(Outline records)
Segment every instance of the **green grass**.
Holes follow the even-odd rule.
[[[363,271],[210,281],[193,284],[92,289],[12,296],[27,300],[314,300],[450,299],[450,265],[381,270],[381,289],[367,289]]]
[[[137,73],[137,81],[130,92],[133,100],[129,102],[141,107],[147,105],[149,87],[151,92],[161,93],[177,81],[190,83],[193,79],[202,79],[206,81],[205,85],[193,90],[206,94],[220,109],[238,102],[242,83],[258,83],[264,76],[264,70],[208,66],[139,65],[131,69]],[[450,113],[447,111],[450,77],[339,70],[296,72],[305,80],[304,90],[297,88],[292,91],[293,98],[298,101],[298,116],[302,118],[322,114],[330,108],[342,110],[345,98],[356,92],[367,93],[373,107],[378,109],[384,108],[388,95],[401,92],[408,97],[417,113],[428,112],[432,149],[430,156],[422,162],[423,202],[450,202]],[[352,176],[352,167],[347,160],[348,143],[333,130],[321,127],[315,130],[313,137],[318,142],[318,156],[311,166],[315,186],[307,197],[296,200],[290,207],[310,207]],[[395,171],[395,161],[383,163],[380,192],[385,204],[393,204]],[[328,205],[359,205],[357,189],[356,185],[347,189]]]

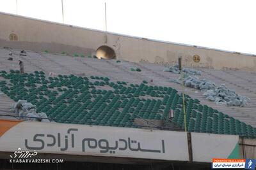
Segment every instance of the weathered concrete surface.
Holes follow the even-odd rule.
[[[164,65],[182,56],[186,66],[256,71],[256,56],[157,41],[0,13],[0,46],[70,54],[95,54],[101,45],[113,48],[118,59]],[[10,41],[10,34],[18,41]],[[195,54],[200,61],[193,60]]]

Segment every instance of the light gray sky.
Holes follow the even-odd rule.
[[[63,0],[65,24],[256,54],[255,0]],[[18,15],[62,22],[61,0],[17,0]],[[16,0],[0,0],[16,13]],[[0,23],[1,24],[1,23]]]

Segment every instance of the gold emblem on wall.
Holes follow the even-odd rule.
[[[9,39],[10,41],[18,41],[18,36],[14,33],[12,33],[9,36]]]
[[[196,54],[193,56],[193,60],[195,62],[199,62],[200,60],[200,57],[198,55]]]

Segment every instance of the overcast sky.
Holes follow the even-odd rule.
[[[62,22],[61,0],[17,0],[20,15]],[[64,22],[158,40],[256,54],[255,0],[63,0]],[[0,0],[16,14],[16,0]],[[1,24],[1,23],[0,23]]]

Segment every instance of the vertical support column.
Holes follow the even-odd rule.
[[[190,132],[188,132],[187,136],[188,136],[188,149],[189,160],[189,162],[193,162],[191,134]]]

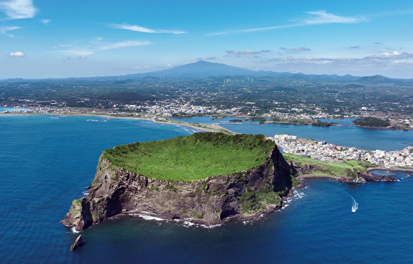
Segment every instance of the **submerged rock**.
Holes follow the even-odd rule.
[[[70,250],[73,251],[76,248],[78,248],[83,245],[83,238],[82,238],[82,235],[78,236],[78,238],[75,241],[75,243],[70,247]]]

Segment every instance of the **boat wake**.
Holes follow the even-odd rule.
[[[355,201],[355,200],[354,199],[354,197],[352,196],[351,195],[350,195],[347,192],[345,191],[345,193],[346,193],[352,199],[352,206],[351,206],[351,211],[355,213],[357,211],[357,209],[358,208],[358,203],[357,201]]]

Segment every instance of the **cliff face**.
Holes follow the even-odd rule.
[[[81,231],[123,213],[216,224],[280,208],[279,196],[291,188],[293,172],[276,147],[258,167],[186,182],[149,179],[115,168],[101,156],[88,196],[73,201],[61,222]]]

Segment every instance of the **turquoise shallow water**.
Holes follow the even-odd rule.
[[[412,177],[360,186],[308,179],[285,208],[214,228],[138,216],[111,219],[83,231],[86,245],[70,251],[78,234],[58,221],[90,184],[102,151],[192,132],[142,120],[1,116],[1,262],[413,261]],[[393,144],[399,140],[393,137]],[[358,203],[354,213],[350,196]]]

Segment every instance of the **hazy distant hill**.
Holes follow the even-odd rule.
[[[392,80],[382,75],[365,76],[356,80],[358,83],[392,83]]]
[[[222,63],[209,63],[199,60],[167,70],[157,70],[136,75],[165,76],[176,78],[206,78],[209,76],[254,75],[257,72]],[[132,76],[135,75],[130,75]]]

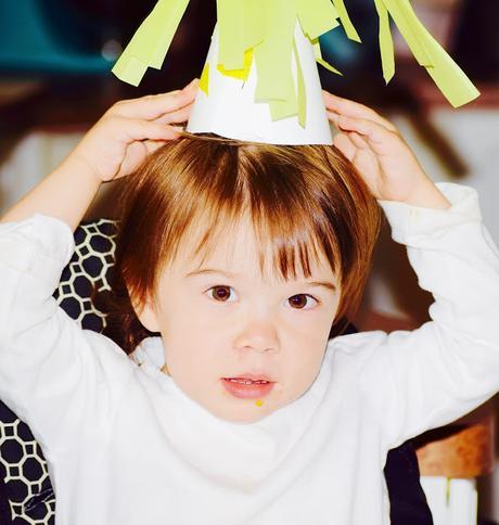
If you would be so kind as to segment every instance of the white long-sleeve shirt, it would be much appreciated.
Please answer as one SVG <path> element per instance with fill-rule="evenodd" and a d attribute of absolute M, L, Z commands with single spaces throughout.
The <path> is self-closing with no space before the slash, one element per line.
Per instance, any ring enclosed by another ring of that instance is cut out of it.
<path fill-rule="evenodd" d="M 451 208 L 380 201 L 432 321 L 330 341 L 311 387 L 247 425 L 162 373 L 159 338 L 130 358 L 57 307 L 66 225 L 0 225 L 0 398 L 43 449 L 56 525 L 387 525 L 387 451 L 499 389 L 499 253 L 476 192 L 437 185 Z"/>

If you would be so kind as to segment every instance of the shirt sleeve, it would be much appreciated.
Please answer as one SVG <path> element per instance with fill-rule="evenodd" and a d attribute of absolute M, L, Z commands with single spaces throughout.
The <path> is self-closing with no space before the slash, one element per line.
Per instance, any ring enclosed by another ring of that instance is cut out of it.
<path fill-rule="evenodd" d="M 434 297 L 432 321 L 418 330 L 370 333 L 375 344 L 360 381 L 386 448 L 456 421 L 499 389 L 499 251 L 476 191 L 436 185 L 450 208 L 379 201 L 419 285 Z"/>
<path fill-rule="evenodd" d="M 46 452 L 110 418 L 130 366 L 52 297 L 74 247 L 69 227 L 55 218 L 0 225 L 0 399 Z"/>

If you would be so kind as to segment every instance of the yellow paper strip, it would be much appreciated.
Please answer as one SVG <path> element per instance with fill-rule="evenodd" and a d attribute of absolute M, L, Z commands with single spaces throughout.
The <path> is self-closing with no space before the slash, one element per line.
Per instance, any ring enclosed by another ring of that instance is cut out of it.
<path fill-rule="evenodd" d="M 209 63 L 203 67 L 203 73 L 201 74 L 200 78 L 200 89 L 204 91 L 207 95 L 209 94 Z"/>
<path fill-rule="evenodd" d="M 430 35 L 409 0 L 380 0 L 394 18 L 418 62 L 423 65 L 453 107 L 468 104 L 479 91 L 444 48 Z"/>
<path fill-rule="evenodd" d="M 354 24 L 348 16 L 348 12 L 345 8 L 345 2 L 343 0 L 333 0 L 334 7 L 340 15 L 340 20 L 342 21 L 343 28 L 345 29 L 346 36 L 356 42 L 361 42 L 359 34 L 357 29 L 354 27 Z"/>
<path fill-rule="evenodd" d="M 340 17 L 331 0 L 295 0 L 296 12 L 305 35 L 315 40 L 337 27 Z"/>
<path fill-rule="evenodd" d="M 221 64 L 218 64 L 217 69 L 228 77 L 238 78 L 239 80 L 247 80 L 252 68 L 254 51 L 248 49 L 244 53 L 244 67 L 242 69 L 226 69 Z"/>
<path fill-rule="evenodd" d="M 395 50 L 389 27 L 389 15 L 385 4 L 381 0 L 374 0 L 380 17 L 380 53 L 383 67 L 383 78 L 388 84 L 395 75 Z"/>
<path fill-rule="evenodd" d="M 141 24 L 112 72 L 138 86 L 148 67 L 159 69 L 189 0 L 159 0 Z"/>
<path fill-rule="evenodd" d="M 343 73 L 340 69 L 336 69 L 335 67 L 333 67 L 329 62 L 327 62 L 322 57 L 322 50 L 320 49 L 319 39 L 317 38 L 312 43 L 314 43 L 314 52 L 316 53 L 317 63 L 320 64 L 322 67 L 325 67 L 331 73 L 335 73 L 336 75 L 341 75 L 343 77 Z"/>
<path fill-rule="evenodd" d="M 285 101 L 295 91 L 291 64 L 296 13 L 290 9 L 289 0 L 273 0 L 265 15 L 263 23 L 272 33 L 255 48 L 258 72 L 255 97 L 257 101 Z"/>

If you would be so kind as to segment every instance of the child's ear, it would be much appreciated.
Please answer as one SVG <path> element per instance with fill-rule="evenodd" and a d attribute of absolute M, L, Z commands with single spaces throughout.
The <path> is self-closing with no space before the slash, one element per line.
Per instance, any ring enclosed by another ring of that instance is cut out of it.
<path fill-rule="evenodd" d="M 159 322 L 153 300 L 150 298 L 140 303 L 132 300 L 132 307 L 143 326 L 150 332 L 159 332 Z"/>

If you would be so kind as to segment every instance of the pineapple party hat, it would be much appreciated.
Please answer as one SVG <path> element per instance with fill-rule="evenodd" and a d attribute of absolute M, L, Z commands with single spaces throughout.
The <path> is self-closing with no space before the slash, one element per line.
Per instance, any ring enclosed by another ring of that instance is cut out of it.
<path fill-rule="evenodd" d="M 113 73 L 138 86 L 149 67 L 159 69 L 188 4 L 159 0 Z M 386 84 L 395 74 L 392 18 L 453 107 L 479 95 L 409 0 L 374 4 Z M 323 60 L 319 44 L 321 35 L 338 26 L 361 41 L 344 0 L 217 0 L 217 24 L 187 131 L 272 144 L 332 144 L 317 64 L 341 75 Z"/>

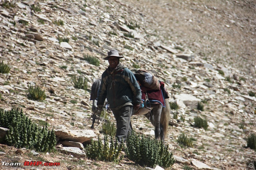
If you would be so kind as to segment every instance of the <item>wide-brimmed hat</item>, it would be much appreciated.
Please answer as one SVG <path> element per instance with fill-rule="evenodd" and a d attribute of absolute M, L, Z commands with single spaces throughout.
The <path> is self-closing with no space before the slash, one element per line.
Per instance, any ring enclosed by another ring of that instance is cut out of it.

» **AIM**
Resize the part of the records that opens with the line containing "sleeve, it would be much appreciated." and closes with the line containing "46 452 L 110", writing out only those lines again with the requests included. Multiply every path coordinate in the answers by 2.6 and round each result to a whole number, with halves rounded up.

» **WRITTEN RESPONSE**
If you would be so kind as to segment every instance of the shirt sleeve, it would be much appreciated.
Please answer as one SVG <path> element per instance with fill-rule="evenodd" and a d attribute of absolute M, L, Z commands with single spaces throughout.
The <path> is self-closing with no space before the slash, one element per line.
Per instance, any ring enclosed by another ring of that instance is cut out of it.
<path fill-rule="evenodd" d="M 1128 772 L 1123 835 L 1087 858 L 962 866 L 975 894 L 936 991 L 1004 1165 L 1186 1095 L 1297 1011 L 1297 653 L 1238 497 L 1134 481 L 1170 541 L 985 523 L 1089 741 Z"/>
<path fill-rule="evenodd" d="M 120 1175 L 286 1087 L 338 952 L 135 772 L 192 642 L 179 590 L 143 567 L 0 585 L 0 1037 Z"/>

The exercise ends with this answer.